### TASK INPUT:

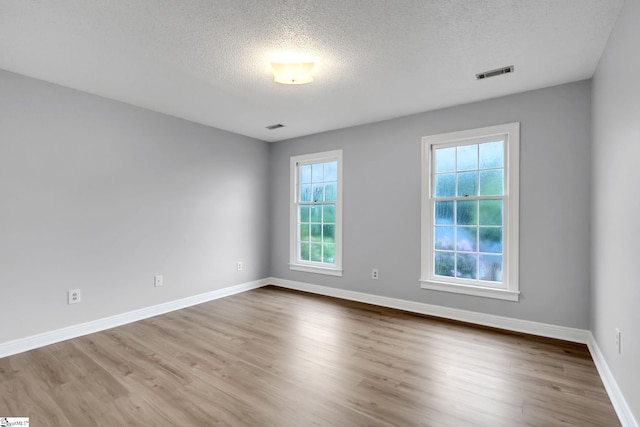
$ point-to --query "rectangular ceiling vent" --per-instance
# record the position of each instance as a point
(276, 126)
(493, 73)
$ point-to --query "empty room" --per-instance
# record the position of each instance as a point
(329, 213)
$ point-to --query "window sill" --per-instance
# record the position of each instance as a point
(478, 291)
(318, 270)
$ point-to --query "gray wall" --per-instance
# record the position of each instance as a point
(100, 195)
(616, 207)
(382, 203)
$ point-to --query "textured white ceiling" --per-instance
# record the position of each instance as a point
(208, 60)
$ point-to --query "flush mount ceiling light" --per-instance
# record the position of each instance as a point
(292, 73)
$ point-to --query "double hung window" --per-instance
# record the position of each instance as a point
(316, 213)
(470, 212)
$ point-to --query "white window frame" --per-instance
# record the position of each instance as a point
(310, 266)
(510, 288)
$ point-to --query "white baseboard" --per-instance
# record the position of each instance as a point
(517, 325)
(610, 384)
(29, 343)
(535, 328)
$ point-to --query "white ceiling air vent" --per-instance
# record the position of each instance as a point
(496, 72)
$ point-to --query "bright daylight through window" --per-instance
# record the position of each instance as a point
(470, 212)
(316, 213)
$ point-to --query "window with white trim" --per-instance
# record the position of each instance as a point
(316, 213)
(470, 186)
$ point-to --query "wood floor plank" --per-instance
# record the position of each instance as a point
(275, 357)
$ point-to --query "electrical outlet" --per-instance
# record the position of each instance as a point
(73, 296)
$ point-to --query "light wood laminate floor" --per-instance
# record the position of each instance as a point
(274, 357)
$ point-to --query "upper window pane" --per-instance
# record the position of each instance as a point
(492, 155)
(331, 171)
(446, 160)
(467, 157)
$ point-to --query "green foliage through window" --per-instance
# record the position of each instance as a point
(468, 211)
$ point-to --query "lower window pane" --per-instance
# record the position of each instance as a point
(316, 232)
(304, 251)
(466, 266)
(444, 264)
(491, 240)
(466, 239)
(304, 232)
(328, 253)
(316, 252)
(444, 238)
(491, 268)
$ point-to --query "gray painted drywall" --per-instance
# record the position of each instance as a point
(99, 195)
(382, 203)
(615, 184)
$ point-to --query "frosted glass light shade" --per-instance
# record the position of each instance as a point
(292, 73)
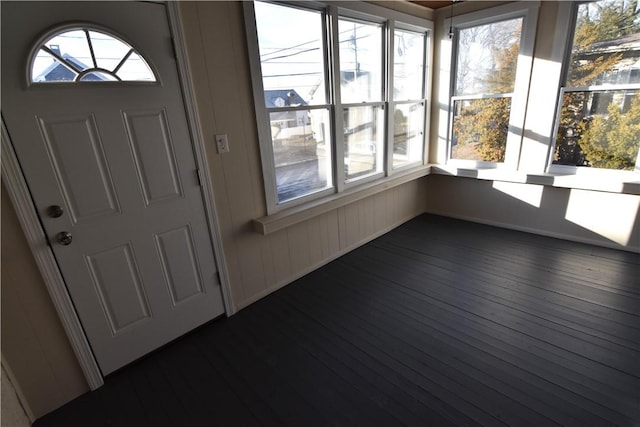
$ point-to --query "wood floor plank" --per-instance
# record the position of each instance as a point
(438, 322)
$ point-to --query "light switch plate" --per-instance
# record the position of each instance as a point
(222, 143)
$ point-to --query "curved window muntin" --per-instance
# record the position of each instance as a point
(109, 75)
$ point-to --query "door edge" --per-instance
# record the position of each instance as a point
(197, 138)
(20, 197)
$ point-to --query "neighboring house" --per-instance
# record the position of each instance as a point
(58, 72)
(627, 71)
(35, 345)
(277, 98)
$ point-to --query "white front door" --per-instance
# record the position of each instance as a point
(130, 235)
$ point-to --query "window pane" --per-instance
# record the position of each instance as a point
(605, 44)
(47, 68)
(408, 65)
(302, 152)
(64, 56)
(480, 128)
(360, 62)
(363, 140)
(487, 58)
(408, 134)
(600, 129)
(108, 51)
(291, 55)
(135, 68)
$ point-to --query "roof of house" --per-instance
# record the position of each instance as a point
(58, 72)
(275, 98)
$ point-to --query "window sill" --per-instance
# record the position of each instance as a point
(288, 217)
(593, 182)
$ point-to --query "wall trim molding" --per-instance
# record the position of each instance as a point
(27, 216)
(325, 261)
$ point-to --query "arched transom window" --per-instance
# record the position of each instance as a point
(88, 55)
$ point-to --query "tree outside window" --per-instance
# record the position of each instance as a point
(599, 123)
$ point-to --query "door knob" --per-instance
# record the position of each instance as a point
(54, 211)
(64, 238)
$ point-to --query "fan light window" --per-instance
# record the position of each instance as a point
(88, 55)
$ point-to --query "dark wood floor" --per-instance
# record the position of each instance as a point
(439, 322)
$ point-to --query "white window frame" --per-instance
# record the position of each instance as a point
(335, 10)
(424, 98)
(528, 11)
(587, 172)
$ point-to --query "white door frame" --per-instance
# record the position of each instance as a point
(20, 196)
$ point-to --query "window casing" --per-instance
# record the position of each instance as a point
(491, 68)
(345, 135)
(598, 118)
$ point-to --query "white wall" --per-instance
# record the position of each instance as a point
(260, 264)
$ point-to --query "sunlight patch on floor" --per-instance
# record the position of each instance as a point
(610, 215)
(528, 193)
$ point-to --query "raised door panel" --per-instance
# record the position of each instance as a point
(152, 148)
(179, 264)
(119, 287)
(76, 153)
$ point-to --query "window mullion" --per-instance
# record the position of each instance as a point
(338, 118)
(388, 97)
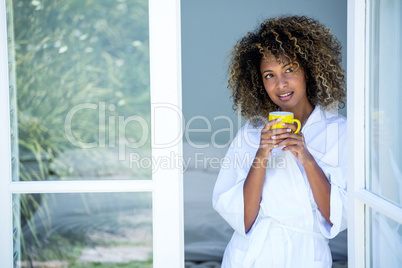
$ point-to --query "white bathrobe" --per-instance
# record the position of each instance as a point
(289, 230)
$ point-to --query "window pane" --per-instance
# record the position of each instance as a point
(85, 230)
(385, 241)
(79, 87)
(384, 59)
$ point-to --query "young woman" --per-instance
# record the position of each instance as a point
(284, 193)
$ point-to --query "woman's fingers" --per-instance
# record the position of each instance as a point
(271, 123)
(293, 127)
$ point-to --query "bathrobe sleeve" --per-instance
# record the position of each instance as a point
(334, 166)
(228, 191)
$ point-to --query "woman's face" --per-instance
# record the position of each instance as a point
(284, 83)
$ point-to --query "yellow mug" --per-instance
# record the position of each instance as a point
(287, 117)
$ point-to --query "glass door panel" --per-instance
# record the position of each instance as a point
(85, 230)
(384, 112)
(385, 241)
(79, 89)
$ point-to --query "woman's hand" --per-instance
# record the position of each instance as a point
(267, 143)
(294, 143)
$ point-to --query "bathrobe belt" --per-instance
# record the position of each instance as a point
(259, 235)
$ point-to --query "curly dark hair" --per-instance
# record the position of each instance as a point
(304, 42)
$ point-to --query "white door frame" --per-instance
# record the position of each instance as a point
(166, 184)
(359, 198)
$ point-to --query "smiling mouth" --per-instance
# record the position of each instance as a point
(285, 96)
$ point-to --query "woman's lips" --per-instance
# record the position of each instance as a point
(285, 96)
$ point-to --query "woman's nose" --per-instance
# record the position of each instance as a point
(282, 82)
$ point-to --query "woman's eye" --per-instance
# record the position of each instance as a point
(289, 70)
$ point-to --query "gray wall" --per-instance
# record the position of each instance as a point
(211, 28)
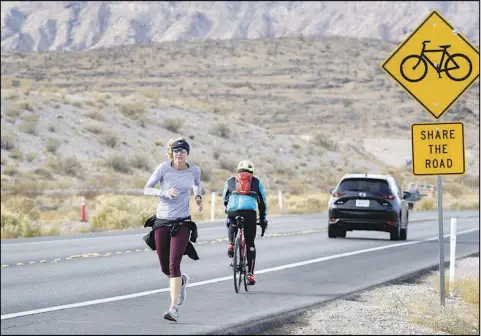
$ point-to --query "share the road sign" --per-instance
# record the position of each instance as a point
(438, 148)
(435, 64)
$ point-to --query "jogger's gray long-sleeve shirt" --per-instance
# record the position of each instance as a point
(183, 180)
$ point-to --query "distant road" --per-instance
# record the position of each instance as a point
(109, 283)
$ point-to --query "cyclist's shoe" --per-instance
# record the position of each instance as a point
(230, 250)
(183, 291)
(251, 280)
(172, 314)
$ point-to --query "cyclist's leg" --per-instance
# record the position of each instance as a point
(250, 230)
(231, 233)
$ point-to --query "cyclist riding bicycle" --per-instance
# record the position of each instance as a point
(242, 194)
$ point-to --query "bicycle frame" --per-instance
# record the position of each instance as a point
(437, 68)
(240, 234)
(240, 254)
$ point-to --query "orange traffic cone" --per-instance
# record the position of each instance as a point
(83, 210)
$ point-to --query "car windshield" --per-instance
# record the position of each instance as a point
(374, 186)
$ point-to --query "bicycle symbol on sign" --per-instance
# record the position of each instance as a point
(449, 65)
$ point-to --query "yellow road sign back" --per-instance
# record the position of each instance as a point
(438, 148)
(435, 64)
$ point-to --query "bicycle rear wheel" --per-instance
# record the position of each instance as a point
(236, 265)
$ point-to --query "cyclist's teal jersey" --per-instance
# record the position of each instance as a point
(233, 201)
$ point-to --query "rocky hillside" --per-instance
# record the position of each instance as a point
(81, 25)
(305, 110)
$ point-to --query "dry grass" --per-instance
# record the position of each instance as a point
(460, 316)
(120, 212)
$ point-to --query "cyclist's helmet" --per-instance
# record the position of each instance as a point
(246, 166)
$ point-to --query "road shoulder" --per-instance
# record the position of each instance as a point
(406, 307)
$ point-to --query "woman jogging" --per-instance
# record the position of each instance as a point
(177, 178)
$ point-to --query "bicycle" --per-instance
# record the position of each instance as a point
(239, 260)
(422, 58)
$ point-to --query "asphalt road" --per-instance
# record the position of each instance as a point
(110, 283)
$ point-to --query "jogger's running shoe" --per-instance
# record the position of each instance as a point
(172, 314)
(183, 290)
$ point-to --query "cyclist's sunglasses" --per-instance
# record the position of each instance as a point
(179, 150)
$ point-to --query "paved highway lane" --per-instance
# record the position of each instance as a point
(297, 265)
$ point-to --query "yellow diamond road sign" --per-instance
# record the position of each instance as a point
(438, 148)
(435, 64)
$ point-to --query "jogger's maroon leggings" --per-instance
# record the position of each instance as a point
(171, 249)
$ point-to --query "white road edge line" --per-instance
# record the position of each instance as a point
(221, 226)
(206, 282)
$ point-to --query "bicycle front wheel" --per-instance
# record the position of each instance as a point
(462, 67)
(236, 265)
(412, 70)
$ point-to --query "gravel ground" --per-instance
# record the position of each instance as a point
(390, 310)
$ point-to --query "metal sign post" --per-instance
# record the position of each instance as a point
(438, 149)
(441, 238)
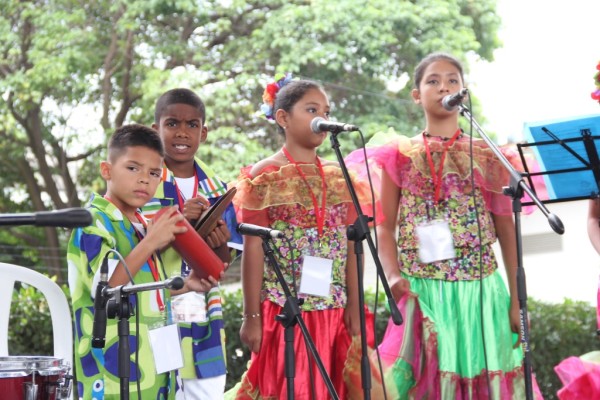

### YOUR TASK:
How many lines in the data above contain the word "edge"? Give only the number.

### OUTPUT FOR THIS TASK:
2